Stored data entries
◇ ◇ ◇ ◇ ◇ ◇ ◇

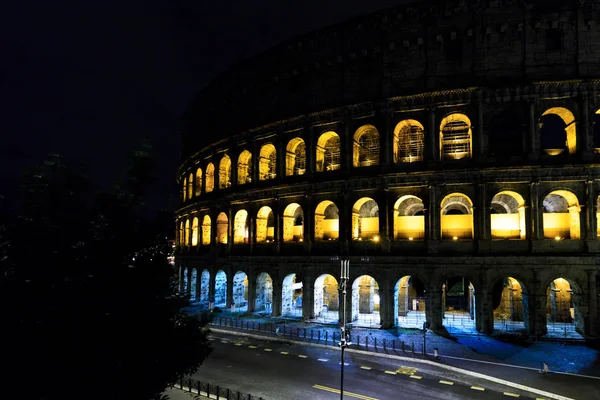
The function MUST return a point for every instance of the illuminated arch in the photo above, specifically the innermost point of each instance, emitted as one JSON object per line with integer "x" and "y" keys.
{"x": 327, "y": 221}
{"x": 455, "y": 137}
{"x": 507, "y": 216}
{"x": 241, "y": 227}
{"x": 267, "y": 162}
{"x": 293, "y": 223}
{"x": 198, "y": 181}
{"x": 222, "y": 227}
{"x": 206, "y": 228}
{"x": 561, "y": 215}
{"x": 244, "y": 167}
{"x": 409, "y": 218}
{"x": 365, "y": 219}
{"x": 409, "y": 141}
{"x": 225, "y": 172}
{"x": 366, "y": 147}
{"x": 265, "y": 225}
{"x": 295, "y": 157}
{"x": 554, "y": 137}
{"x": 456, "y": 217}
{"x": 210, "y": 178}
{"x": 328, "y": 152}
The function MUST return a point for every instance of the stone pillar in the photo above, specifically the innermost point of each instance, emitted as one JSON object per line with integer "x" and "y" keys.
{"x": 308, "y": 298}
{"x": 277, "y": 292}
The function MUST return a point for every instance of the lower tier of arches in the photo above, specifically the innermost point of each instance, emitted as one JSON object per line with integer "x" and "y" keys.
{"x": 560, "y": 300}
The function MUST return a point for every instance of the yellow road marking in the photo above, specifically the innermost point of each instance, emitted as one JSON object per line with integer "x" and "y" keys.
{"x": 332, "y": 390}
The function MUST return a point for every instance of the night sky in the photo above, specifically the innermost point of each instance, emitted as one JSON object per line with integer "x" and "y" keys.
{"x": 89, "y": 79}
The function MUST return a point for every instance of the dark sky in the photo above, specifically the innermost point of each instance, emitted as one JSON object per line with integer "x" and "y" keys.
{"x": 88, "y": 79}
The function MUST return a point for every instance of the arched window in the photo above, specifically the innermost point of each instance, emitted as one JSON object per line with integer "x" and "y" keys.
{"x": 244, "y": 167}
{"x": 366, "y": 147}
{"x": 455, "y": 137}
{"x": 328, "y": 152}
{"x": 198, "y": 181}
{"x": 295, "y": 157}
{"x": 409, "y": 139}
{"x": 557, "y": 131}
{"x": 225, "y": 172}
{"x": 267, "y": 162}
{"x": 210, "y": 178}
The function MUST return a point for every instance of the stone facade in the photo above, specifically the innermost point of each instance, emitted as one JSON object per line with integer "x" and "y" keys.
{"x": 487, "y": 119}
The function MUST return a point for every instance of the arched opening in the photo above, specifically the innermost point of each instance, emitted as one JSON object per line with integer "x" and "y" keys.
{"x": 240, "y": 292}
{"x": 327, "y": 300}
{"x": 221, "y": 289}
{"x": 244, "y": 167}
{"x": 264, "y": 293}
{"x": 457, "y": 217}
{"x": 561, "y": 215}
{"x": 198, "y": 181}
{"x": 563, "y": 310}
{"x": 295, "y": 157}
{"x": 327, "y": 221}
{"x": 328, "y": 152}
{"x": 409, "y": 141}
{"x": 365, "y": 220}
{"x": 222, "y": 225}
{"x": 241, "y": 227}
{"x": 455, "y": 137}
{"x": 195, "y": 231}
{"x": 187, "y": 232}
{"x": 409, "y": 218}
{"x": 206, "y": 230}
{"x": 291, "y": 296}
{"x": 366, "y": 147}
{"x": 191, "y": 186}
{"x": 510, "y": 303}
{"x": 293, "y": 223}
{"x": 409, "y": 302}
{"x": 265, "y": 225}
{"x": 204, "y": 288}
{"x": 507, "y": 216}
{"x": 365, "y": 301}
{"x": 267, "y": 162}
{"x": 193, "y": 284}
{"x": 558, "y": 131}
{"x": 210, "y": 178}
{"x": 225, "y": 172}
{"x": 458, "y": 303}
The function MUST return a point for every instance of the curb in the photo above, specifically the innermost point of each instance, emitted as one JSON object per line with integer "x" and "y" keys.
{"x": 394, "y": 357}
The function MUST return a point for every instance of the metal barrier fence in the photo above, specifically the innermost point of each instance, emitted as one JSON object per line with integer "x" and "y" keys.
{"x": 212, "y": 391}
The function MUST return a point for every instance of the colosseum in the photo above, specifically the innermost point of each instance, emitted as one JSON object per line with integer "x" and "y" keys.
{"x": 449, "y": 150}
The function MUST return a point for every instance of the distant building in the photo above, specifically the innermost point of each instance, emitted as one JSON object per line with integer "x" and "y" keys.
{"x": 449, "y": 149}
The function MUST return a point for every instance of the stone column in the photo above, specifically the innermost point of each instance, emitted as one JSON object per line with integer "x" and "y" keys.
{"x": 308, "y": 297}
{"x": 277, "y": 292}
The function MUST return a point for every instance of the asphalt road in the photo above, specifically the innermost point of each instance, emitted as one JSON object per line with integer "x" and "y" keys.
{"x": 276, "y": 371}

◇ ◇ ◇ ◇ ◇ ◇ ◇

Task description
Output the records exactly, and let none of their pictures appear in the copy.

Task solution
The function MUST return a point for every instance of the illuminated arch in the photo above, specifically the innermost point of each instance, emitted as one JSON object per line with integer "x" and "y" keys.
{"x": 327, "y": 221}
{"x": 455, "y": 137}
{"x": 507, "y": 216}
{"x": 241, "y": 227}
{"x": 267, "y": 162}
{"x": 293, "y": 223}
{"x": 198, "y": 181}
{"x": 222, "y": 227}
{"x": 206, "y": 228}
{"x": 561, "y": 215}
{"x": 244, "y": 167}
{"x": 409, "y": 218}
{"x": 365, "y": 219}
{"x": 409, "y": 141}
{"x": 225, "y": 172}
{"x": 366, "y": 147}
{"x": 265, "y": 225}
{"x": 295, "y": 157}
{"x": 554, "y": 137}
{"x": 456, "y": 217}
{"x": 210, "y": 178}
{"x": 328, "y": 152}
The function MUST return a point for every instance of the stone pillar in the photo above, specifically the innermost point of each instance, emitted as one JSON object per line with integer "x" and "y" keys.
{"x": 308, "y": 298}
{"x": 277, "y": 292}
The function MUST return a point for every instance of the lower tier of arches in the photo above, specifically the innermost point of each instance, emitted as one JSON object per line with integer "x" and "y" keys.
{"x": 560, "y": 300}
The function MUST return a point for every instance of the yellow road marking in the photo above, specifically the innermost point of each instance, emitted as one JSON object per line with integer "x" and "y" keys.
{"x": 332, "y": 390}
The function MUST return a point for every instance of the night sky in the photo above, specifically the innermost point of each instance, emitted as one JSON object per line with integer "x" and "y" keys.
{"x": 89, "y": 79}
The function MUST return a point for every instance of the dark sky in the photo above, specifically the innermost point of each instance, emitted as one JSON object per line with integer "x" and "y" keys.
{"x": 88, "y": 79}
The function MUST return a point for every instance of the arched window in the photo above, specifically the innermost point of each instance, emitted as one JSON object per line with integer "x" and "y" keys.
{"x": 244, "y": 167}
{"x": 366, "y": 147}
{"x": 455, "y": 137}
{"x": 328, "y": 152}
{"x": 198, "y": 181}
{"x": 295, "y": 157}
{"x": 409, "y": 139}
{"x": 557, "y": 131}
{"x": 225, "y": 172}
{"x": 267, "y": 162}
{"x": 210, "y": 178}
The function MUST return a point for every instance of the stone facade in the photo above, specifically the innermost point of each instance, emitted as one JSON object per line with integer "x" and "y" keys.
{"x": 487, "y": 119}
The function MUST return a point for every instance of the arched opening in the photo above, specifically the innermost point of each instance, emitted as one JSON object per line with integer "x" and "y" keys.
{"x": 240, "y": 292}
{"x": 327, "y": 300}
{"x": 221, "y": 289}
{"x": 244, "y": 167}
{"x": 264, "y": 293}
{"x": 457, "y": 217}
{"x": 561, "y": 215}
{"x": 198, "y": 181}
{"x": 563, "y": 310}
{"x": 295, "y": 157}
{"x": 327, "y": 221}
{"x": 328, "y": 152}
{"x": 409, "y": 141}
{"x": 365, "y": 220}
{"x": 222, "y": 225}
{"x": 241, "y": 227}
{"x": 455, "y": 137}
{"x": 195, "y": 231}
{"x": 187, "y": 232}
{"x": 409, "y": 218}
{"x": 206, "y": 230}
{"x": 291, "y": 296}
{"x": 366, "y": 147}
{"x": 191, "y": 186}
{"x": 510, "y": 303}
{"x": 293, "y": 223}
{"x": 409, "y": 302}
{"x": 265, "y": 225}
{"x": 204, "y": 288}
{"x": 507, "y": 216}
{"x": 365, "y": 301}
{"x": 267, "y": 162}
{"x": 193, "y": 284}
{"x": 558, "y": 131}
{"x": 210, "y": 178}
{"x": 225, "y": 172}
{"x": 458, "y": 303}
The function MUST return a point for every instance of the curb in the photo above, specifically the innermost point of each instance, emitted as one JSON object per line with integer "x" and "y" keys.
{"x": 394, "y": 357}
The function MUST return a point for every instance of the metal barrier fence in the photo above, specifically the innermost point of each instance, emitted as one JSON object per line with integer "x" and "y" keys.
{"x": 212, "y": 391}
The function MUST return a point for every instance of the colosseum in the photo above, specifically the innermost point of each instance, emitted as one JSON object per line with integer "x" and "y" keys.
{"x": 449, "y": 150}
The function MUST return a point for every instance of the distant building in the photo above, specifically the innermost point of each instance, emitted as one JSON object per line with integer "x" and "y" keys.
{"x": 449, "y": 149}
The function MUST return a point for every instance of the stone column in the photo above, specifically the innermost point of each instance, emitted as one JSON object per line with integer "x" and "y" keys.
{"x": 308, "y": 297}
{"x": 277, "y": 292}
The function MUST return a point for every instance of the asphalt road in the photo above, specifically the innermost point of each instance, emitted as one JSON object per line with integer "x" and "y" keys.
{"x": 276, "y": 371}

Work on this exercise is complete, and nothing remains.